[START Record set]

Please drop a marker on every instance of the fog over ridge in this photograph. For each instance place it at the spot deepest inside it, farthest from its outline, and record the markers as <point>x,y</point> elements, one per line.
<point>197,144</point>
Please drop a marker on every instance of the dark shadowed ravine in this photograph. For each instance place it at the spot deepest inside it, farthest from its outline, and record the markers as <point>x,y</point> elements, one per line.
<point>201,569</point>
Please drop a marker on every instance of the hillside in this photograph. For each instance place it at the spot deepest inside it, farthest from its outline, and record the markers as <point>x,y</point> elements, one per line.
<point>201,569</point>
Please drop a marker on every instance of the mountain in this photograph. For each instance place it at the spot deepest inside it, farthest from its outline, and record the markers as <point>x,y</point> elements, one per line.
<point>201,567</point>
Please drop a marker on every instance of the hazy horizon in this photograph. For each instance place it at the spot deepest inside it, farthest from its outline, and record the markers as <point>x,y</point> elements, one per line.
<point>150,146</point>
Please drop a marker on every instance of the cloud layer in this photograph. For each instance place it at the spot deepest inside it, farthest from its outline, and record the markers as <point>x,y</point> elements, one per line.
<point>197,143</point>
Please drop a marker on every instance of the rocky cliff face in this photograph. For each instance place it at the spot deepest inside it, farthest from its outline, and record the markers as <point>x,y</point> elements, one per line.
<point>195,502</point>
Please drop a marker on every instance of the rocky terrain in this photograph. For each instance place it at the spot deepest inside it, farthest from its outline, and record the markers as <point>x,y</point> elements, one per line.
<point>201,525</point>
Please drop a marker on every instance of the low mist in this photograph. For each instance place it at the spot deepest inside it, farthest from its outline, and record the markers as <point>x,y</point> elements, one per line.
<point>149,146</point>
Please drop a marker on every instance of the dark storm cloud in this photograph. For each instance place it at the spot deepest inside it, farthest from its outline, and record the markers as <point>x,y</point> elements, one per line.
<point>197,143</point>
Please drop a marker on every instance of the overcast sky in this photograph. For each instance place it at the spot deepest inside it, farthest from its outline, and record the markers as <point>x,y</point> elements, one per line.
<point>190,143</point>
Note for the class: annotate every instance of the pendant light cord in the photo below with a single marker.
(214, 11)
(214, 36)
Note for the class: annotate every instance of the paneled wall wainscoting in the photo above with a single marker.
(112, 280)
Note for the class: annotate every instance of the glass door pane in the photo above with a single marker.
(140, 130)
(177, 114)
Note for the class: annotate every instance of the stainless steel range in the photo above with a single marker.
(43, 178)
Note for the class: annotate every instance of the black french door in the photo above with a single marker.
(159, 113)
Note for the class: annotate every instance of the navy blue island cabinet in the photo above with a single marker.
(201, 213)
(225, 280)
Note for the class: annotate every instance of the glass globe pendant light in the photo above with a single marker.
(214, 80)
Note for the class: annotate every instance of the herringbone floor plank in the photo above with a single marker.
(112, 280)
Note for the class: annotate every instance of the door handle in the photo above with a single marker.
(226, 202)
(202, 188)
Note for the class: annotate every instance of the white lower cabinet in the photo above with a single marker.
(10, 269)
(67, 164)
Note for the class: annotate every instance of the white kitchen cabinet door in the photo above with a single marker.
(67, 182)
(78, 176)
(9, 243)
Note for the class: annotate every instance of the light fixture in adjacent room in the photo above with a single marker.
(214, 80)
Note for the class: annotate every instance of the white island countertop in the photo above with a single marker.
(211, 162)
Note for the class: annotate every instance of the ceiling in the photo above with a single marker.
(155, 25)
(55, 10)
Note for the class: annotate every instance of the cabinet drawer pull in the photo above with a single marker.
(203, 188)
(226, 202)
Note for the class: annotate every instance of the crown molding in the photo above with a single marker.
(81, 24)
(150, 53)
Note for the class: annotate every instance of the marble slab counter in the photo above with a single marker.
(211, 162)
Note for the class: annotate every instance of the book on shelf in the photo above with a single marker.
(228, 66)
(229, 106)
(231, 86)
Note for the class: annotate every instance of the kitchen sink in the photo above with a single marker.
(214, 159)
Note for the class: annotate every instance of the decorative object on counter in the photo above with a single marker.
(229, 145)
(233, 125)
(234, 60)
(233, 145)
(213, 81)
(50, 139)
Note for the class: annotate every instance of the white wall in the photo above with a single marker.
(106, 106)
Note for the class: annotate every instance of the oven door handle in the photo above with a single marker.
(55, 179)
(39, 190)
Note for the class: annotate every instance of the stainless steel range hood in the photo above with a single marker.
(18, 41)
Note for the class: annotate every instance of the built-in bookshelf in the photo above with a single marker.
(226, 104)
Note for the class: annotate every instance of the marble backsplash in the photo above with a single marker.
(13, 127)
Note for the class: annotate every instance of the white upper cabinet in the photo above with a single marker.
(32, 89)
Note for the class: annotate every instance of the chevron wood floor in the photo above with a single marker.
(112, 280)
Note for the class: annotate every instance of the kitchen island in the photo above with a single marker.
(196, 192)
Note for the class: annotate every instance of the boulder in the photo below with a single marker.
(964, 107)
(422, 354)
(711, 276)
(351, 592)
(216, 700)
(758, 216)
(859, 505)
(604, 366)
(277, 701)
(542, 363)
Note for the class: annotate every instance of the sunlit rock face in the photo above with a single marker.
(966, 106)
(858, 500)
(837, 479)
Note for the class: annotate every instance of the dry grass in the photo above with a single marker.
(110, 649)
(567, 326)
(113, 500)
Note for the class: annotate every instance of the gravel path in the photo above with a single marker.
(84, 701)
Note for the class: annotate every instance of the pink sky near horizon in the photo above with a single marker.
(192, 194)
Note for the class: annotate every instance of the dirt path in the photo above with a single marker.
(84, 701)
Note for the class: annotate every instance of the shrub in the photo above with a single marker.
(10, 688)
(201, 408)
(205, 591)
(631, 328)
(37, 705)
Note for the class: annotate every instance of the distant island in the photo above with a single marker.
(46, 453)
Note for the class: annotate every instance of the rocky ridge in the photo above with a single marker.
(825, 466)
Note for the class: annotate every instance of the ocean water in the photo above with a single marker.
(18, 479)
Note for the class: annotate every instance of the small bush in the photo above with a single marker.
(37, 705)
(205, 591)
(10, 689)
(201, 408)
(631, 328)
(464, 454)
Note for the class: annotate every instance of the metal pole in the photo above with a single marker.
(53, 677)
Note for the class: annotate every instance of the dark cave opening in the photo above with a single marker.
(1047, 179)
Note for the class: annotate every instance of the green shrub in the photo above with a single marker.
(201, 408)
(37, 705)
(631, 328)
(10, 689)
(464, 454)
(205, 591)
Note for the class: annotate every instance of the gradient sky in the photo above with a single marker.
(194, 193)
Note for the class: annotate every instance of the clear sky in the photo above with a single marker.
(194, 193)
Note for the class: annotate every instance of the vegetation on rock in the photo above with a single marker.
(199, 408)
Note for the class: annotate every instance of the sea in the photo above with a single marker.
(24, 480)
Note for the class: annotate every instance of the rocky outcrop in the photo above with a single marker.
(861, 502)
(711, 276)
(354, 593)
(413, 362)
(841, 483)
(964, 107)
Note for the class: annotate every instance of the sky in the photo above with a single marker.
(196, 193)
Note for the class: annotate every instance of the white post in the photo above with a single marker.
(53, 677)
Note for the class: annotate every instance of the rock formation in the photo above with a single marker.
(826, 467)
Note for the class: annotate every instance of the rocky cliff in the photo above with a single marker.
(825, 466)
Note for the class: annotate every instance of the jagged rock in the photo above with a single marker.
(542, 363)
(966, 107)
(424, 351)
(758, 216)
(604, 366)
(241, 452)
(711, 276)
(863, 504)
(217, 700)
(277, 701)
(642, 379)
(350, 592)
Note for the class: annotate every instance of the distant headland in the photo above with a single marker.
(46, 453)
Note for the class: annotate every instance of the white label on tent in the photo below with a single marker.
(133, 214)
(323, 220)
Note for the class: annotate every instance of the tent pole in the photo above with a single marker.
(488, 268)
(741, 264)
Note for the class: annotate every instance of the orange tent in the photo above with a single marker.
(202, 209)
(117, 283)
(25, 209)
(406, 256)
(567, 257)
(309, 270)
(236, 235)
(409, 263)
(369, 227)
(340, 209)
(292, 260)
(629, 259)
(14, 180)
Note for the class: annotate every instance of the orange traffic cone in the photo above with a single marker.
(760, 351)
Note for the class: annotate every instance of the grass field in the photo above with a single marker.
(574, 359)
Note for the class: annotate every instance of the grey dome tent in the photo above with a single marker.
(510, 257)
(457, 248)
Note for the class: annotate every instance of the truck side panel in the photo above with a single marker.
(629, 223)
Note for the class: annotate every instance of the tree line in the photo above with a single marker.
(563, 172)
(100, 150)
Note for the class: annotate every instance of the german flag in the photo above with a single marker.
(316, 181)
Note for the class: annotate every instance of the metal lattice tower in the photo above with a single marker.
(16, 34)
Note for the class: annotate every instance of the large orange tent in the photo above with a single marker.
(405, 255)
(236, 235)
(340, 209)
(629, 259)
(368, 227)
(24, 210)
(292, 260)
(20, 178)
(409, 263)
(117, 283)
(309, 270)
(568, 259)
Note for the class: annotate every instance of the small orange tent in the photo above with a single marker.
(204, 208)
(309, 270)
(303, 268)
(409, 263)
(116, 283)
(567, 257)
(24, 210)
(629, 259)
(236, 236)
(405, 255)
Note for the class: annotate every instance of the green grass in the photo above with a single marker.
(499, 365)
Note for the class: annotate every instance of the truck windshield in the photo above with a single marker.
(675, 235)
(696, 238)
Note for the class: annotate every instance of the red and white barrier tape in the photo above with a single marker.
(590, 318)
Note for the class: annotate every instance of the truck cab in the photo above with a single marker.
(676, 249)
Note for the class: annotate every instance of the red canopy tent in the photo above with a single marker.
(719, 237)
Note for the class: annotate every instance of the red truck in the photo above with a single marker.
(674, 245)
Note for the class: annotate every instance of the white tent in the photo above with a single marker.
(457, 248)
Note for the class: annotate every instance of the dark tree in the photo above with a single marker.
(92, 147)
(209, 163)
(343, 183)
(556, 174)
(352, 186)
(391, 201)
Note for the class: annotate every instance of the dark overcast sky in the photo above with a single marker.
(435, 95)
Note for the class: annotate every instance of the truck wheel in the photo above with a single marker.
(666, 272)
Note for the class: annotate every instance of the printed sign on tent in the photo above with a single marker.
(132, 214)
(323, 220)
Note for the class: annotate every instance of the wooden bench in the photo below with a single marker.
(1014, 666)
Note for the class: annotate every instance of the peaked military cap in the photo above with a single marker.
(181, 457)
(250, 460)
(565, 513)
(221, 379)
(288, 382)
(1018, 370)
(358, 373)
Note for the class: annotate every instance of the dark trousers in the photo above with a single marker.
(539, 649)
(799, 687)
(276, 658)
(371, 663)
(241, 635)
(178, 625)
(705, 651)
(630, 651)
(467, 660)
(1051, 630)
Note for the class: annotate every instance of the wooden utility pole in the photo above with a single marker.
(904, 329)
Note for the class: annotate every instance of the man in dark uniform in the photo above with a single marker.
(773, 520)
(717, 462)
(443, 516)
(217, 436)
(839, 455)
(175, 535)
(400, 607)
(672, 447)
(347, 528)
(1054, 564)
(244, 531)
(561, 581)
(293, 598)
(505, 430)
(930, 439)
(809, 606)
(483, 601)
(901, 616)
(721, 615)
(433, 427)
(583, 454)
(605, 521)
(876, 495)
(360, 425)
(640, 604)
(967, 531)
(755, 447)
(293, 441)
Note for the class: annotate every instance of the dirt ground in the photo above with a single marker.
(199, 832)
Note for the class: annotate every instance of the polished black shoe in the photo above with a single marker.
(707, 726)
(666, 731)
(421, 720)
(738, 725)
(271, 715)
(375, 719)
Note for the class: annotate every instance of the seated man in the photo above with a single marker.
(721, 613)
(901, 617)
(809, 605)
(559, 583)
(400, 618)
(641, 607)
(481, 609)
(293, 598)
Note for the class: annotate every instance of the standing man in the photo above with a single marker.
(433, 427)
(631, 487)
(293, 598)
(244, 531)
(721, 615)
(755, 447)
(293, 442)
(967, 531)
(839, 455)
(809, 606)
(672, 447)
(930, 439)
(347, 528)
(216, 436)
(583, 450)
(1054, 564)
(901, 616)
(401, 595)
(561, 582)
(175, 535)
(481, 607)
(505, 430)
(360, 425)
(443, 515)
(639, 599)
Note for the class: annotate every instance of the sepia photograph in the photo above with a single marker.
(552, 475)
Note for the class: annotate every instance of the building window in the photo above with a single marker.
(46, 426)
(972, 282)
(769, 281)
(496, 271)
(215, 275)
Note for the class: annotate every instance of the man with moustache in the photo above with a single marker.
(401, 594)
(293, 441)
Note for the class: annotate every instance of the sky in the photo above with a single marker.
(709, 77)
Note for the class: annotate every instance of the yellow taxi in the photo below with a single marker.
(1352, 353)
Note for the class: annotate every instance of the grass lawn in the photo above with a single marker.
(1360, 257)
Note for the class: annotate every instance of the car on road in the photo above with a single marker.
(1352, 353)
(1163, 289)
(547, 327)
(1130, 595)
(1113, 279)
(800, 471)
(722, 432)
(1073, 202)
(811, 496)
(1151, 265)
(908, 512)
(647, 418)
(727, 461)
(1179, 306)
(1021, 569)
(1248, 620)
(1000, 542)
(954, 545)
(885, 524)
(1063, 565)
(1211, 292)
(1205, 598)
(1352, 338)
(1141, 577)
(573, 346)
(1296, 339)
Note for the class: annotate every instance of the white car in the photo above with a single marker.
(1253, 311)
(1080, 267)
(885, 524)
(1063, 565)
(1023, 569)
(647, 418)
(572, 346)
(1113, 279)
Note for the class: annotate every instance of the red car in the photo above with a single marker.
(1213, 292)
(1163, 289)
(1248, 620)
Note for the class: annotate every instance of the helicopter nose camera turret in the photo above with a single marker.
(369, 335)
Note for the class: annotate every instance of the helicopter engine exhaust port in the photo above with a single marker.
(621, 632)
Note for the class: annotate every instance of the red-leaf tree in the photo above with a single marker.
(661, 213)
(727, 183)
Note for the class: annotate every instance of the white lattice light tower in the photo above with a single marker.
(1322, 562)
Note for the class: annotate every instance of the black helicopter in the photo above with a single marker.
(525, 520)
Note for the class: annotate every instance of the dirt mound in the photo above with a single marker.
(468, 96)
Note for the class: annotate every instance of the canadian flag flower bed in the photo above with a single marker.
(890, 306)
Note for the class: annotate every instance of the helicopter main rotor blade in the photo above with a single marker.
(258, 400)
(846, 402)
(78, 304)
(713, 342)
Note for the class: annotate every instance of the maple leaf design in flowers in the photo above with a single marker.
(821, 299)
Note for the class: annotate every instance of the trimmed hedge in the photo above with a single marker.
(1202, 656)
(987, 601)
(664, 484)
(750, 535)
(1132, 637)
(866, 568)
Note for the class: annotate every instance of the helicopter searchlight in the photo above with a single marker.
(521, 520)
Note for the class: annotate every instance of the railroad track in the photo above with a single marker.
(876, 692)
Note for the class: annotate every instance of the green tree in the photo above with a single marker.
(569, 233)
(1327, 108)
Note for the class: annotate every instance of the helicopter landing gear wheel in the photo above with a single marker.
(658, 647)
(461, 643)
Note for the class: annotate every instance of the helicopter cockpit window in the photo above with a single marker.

[END Record set]

Given request: Could you render the listing, starting with its first line and going on through the line with "<point>197,144</point>", as a numbered list with blank lines left out?

Exercise response:
1. Please drop a marker on every instance of the fog over ridge in this photograph. For each instance place it at the spot deepest inside it, farthest from its outline, and record the markers as <point>x,y</point> elements, one per line.
2. <point>197,144</point>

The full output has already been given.